▸ SOURCE MATERIAL:
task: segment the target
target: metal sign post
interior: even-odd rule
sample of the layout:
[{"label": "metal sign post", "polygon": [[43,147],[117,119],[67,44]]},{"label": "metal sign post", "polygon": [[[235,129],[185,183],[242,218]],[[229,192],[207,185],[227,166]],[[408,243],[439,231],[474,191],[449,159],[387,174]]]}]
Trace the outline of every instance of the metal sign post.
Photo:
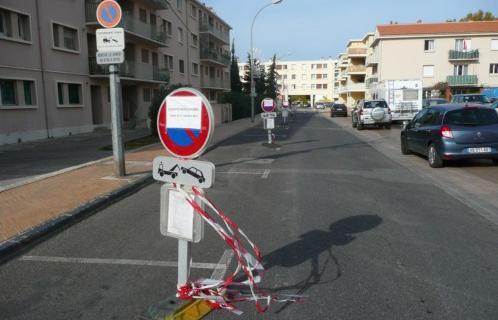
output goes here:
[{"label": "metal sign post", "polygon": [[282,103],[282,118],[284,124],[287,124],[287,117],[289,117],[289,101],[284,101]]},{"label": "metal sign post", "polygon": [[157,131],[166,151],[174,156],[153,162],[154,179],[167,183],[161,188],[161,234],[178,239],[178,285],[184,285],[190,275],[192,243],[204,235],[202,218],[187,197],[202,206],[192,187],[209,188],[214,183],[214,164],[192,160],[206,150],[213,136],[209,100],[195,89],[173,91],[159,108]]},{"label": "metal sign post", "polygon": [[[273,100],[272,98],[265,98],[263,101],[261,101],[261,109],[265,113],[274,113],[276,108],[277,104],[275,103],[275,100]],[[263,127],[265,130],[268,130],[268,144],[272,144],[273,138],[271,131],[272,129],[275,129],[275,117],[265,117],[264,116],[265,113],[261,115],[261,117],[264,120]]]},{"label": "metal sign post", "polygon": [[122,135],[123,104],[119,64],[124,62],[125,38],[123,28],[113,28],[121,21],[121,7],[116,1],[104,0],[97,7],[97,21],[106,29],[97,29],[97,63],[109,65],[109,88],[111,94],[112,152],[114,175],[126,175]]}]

==

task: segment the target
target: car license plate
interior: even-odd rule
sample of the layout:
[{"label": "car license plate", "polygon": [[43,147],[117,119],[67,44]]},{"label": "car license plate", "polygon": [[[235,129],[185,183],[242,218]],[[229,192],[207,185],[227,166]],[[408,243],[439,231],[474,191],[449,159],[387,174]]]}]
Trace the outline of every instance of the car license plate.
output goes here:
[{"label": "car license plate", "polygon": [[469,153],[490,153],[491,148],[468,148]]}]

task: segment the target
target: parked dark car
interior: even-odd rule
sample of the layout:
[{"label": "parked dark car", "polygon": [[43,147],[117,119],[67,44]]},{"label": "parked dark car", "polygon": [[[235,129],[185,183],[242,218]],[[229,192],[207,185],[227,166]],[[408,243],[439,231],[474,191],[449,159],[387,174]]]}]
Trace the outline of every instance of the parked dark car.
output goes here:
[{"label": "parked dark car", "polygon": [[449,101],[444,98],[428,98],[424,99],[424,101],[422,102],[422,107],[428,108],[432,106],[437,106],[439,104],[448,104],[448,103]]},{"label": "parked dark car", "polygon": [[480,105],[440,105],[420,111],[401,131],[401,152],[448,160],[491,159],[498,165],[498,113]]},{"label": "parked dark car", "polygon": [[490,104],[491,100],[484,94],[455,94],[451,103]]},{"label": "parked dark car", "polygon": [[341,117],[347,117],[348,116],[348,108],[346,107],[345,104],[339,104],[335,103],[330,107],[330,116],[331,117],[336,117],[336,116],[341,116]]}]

...

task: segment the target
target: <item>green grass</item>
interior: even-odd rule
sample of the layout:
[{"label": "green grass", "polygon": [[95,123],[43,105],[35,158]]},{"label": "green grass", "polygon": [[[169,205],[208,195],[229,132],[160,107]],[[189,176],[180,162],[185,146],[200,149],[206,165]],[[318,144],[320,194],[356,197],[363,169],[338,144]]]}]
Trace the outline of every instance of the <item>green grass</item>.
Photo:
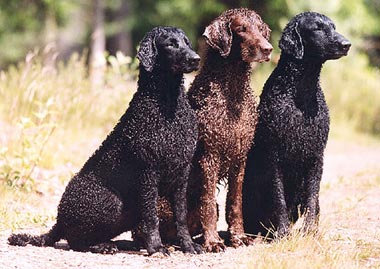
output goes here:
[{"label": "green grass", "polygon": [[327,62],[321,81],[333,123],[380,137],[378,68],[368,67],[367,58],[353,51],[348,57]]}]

▸ INSTRUCTIONS TO FOLLOW:
In the listing above, locate the line with "target: car license plate" and the line with "Trace the outline of every instance of the parked", then extract exactly those lines and every line between them, and nothing more.

▸ SOLUTION TO THIS EXERCISE:
target: car license plate
interior: even-odd rule
sample of the layout:
[{"label": "car license plate", "polygon": [[43,147],[117,119],[67,44]]},{"label": "car license plate", "polygon": [[[235,129],[185,183],[242,218]],[[229,192],[207,185],[227,166]],[[408,243],[439,231],[474,191],[449,159],[387,174]]]}]
Trace the outline of every instance of the car license plate.
output goes here:
[{"label": "car license plate", "polygon": [[469,153],[490,153],[491,148],[468,148]]}]

task: segment the target
target: parked dark car
interior: even-odd rule
sample of the layout:
[{"label": "parked dark car", "polygon": [[43,147],[117,119],[67,44]]},{"label": "parked dark car", "polygon": [[[235,129],[185,183],[242,218]],[[229,192],[207,185],[227,166]],[[408,243],[439,231],[474,191],[449,159],[387,174]]]}]
Trace the outline of every instance of the parked dark car.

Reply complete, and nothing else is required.